Nothing but the lines from the line with "# point at: black t-shirt" through the end of the data is to be copied, and each is to be copied exactly.

* Start Supplied records *

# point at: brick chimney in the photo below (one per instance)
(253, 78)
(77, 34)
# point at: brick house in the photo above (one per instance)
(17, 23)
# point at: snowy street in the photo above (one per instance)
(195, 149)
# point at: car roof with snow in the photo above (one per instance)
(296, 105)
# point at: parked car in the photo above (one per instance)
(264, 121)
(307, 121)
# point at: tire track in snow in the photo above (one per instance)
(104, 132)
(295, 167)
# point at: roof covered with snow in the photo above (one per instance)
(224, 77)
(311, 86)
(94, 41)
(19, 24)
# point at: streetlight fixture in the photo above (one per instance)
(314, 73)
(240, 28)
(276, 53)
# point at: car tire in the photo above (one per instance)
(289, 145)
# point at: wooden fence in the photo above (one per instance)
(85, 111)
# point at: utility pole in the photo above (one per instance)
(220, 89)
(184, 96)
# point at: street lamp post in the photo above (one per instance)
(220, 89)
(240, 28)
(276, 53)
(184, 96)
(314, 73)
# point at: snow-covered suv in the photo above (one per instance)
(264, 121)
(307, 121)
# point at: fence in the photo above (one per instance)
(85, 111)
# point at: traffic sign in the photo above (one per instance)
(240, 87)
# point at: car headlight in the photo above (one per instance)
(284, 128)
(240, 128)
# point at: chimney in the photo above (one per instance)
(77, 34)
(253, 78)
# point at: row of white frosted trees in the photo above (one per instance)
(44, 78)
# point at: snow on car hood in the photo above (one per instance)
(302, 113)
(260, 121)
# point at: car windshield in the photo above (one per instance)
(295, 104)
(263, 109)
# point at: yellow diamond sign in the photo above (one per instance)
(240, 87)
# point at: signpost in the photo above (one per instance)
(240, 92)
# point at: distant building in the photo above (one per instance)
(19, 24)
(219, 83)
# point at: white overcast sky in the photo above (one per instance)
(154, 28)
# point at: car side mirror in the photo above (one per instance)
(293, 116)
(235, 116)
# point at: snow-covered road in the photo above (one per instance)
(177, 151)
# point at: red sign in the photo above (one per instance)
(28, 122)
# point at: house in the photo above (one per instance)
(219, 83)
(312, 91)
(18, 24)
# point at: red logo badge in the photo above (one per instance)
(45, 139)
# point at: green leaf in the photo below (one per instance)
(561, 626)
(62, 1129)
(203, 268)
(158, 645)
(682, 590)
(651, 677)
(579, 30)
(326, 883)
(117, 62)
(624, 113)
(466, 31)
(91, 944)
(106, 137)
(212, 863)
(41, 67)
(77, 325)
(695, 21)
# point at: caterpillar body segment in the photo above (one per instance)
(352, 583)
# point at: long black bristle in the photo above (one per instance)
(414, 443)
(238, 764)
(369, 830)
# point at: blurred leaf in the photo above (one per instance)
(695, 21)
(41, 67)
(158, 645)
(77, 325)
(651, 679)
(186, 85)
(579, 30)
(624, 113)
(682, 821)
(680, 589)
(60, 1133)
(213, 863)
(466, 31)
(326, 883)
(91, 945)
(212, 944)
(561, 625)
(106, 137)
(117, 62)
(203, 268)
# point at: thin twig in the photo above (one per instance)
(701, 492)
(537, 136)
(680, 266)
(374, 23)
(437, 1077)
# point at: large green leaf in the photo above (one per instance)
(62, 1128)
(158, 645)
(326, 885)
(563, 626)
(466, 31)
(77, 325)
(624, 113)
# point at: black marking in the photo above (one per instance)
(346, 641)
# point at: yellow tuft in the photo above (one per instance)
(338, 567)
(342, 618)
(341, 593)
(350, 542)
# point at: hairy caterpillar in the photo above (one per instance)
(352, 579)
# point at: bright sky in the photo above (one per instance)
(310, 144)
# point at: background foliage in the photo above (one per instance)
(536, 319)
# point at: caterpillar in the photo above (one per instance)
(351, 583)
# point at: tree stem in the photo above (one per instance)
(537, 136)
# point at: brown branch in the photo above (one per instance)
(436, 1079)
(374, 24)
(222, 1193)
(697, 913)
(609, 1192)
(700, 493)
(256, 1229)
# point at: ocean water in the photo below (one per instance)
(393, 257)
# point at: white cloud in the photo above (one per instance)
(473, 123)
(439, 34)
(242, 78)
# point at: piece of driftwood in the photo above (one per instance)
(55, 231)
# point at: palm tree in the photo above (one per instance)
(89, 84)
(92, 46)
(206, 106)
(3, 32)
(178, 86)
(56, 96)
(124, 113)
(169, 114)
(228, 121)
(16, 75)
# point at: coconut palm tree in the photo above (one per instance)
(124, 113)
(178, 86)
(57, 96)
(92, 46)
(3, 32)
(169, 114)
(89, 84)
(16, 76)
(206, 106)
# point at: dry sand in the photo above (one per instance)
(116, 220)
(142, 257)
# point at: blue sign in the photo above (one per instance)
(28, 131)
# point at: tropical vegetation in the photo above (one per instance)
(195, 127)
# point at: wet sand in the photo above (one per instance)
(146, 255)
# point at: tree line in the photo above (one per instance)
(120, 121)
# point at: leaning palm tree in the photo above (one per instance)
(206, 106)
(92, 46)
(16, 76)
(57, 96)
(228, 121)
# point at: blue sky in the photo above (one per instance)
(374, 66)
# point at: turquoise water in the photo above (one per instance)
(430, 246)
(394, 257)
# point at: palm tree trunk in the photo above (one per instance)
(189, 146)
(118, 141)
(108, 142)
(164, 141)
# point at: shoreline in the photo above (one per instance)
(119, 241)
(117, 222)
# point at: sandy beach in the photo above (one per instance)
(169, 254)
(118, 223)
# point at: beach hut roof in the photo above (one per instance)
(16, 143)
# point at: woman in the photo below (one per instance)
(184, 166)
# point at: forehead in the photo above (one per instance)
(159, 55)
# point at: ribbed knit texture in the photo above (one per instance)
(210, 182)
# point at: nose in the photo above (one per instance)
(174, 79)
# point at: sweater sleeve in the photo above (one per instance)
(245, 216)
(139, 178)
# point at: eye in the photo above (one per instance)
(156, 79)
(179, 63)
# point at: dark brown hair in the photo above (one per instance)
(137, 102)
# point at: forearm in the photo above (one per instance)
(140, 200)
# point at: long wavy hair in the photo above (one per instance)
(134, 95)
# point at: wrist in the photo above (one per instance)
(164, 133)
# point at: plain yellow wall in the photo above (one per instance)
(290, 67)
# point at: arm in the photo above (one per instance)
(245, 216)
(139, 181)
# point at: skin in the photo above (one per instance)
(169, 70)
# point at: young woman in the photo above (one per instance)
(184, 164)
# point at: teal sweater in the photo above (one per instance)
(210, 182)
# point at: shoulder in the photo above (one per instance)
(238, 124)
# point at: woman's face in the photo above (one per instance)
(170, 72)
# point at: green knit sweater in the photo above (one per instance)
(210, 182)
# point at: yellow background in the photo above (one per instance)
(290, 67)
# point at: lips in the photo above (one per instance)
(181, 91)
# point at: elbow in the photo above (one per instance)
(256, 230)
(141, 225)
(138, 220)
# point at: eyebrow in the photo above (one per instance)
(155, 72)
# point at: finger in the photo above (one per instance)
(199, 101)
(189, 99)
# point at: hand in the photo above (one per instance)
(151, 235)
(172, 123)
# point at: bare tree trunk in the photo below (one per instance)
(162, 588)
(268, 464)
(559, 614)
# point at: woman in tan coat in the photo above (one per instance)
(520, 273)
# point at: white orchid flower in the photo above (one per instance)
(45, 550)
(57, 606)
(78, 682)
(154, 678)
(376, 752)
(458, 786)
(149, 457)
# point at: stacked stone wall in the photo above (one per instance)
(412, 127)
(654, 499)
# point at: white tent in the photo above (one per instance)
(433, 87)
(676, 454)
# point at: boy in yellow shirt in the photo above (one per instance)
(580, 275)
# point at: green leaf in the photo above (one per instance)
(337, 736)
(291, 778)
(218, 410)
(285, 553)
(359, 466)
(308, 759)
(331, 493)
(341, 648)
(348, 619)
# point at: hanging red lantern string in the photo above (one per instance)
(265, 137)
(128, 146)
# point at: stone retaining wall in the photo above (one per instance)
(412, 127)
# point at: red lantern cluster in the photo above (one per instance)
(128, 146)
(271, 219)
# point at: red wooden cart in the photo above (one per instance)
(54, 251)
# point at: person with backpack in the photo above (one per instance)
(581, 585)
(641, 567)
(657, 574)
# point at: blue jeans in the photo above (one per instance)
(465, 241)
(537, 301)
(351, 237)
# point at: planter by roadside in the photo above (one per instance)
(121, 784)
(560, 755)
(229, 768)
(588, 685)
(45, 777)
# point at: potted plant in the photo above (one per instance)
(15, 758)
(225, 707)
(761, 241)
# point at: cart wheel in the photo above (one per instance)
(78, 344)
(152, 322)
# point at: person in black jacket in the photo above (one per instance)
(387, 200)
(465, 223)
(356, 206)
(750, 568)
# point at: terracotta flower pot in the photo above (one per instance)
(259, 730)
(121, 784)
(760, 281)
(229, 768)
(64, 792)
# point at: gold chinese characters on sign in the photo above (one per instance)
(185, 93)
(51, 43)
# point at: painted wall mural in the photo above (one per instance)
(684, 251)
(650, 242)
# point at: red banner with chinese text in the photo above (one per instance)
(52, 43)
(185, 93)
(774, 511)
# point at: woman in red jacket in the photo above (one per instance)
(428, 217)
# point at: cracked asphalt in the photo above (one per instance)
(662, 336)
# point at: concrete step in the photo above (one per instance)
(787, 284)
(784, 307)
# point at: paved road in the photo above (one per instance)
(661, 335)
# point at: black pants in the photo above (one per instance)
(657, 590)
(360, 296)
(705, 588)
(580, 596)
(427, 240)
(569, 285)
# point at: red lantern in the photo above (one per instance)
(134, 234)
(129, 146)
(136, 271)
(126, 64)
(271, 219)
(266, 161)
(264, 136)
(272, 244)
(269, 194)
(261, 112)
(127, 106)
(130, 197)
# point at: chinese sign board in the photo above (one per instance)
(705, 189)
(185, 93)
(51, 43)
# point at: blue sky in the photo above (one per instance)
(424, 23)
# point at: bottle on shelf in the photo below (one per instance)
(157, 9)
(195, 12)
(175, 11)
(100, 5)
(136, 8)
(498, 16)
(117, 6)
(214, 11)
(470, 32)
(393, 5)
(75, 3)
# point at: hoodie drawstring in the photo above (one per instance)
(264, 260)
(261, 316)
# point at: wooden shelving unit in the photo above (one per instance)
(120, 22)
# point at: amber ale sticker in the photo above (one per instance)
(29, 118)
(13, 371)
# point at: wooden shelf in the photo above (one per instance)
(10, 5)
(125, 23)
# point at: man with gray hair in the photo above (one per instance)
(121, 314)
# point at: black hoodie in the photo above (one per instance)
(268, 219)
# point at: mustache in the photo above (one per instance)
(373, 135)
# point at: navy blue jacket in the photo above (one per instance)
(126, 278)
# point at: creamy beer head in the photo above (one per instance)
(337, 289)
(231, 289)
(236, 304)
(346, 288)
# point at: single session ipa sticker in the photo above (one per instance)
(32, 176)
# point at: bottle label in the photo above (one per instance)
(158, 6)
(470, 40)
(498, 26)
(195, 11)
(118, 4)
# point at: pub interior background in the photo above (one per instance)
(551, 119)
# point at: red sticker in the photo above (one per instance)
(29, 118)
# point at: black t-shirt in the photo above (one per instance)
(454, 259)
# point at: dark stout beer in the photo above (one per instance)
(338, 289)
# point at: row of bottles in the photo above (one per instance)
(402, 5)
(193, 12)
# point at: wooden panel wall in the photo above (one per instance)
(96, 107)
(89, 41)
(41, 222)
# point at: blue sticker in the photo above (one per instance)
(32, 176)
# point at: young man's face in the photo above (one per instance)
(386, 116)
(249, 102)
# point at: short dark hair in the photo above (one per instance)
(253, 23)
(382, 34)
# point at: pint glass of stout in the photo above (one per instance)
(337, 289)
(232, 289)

* End Supplied records *

Exercise result |
# point at: black t-shirt in the photo above (one per instance)
(454, 259)
# point at: dark stout beer in the photo above (one per instance)
(338, 289)
# point at: row of bottles in the photo above (one per instance)
(402, 5)
(193, 12)
# point at: wooden panel wall in the photo above (one per instance)
(96, 107)
(89, 41)
(41, 222)
# point at: blue sticker in the photo above (one per instance)
(32, 176)
# point at: young man's face in the photo above (one per instance)
(386, 116)
(249, 102)
# point at: short dark hair in the photo above (one per instance)
(253, 23)
(382, 34)
# point at: pint glass of stout in the photo above (one per instance)
(337, 289)
(232, 289)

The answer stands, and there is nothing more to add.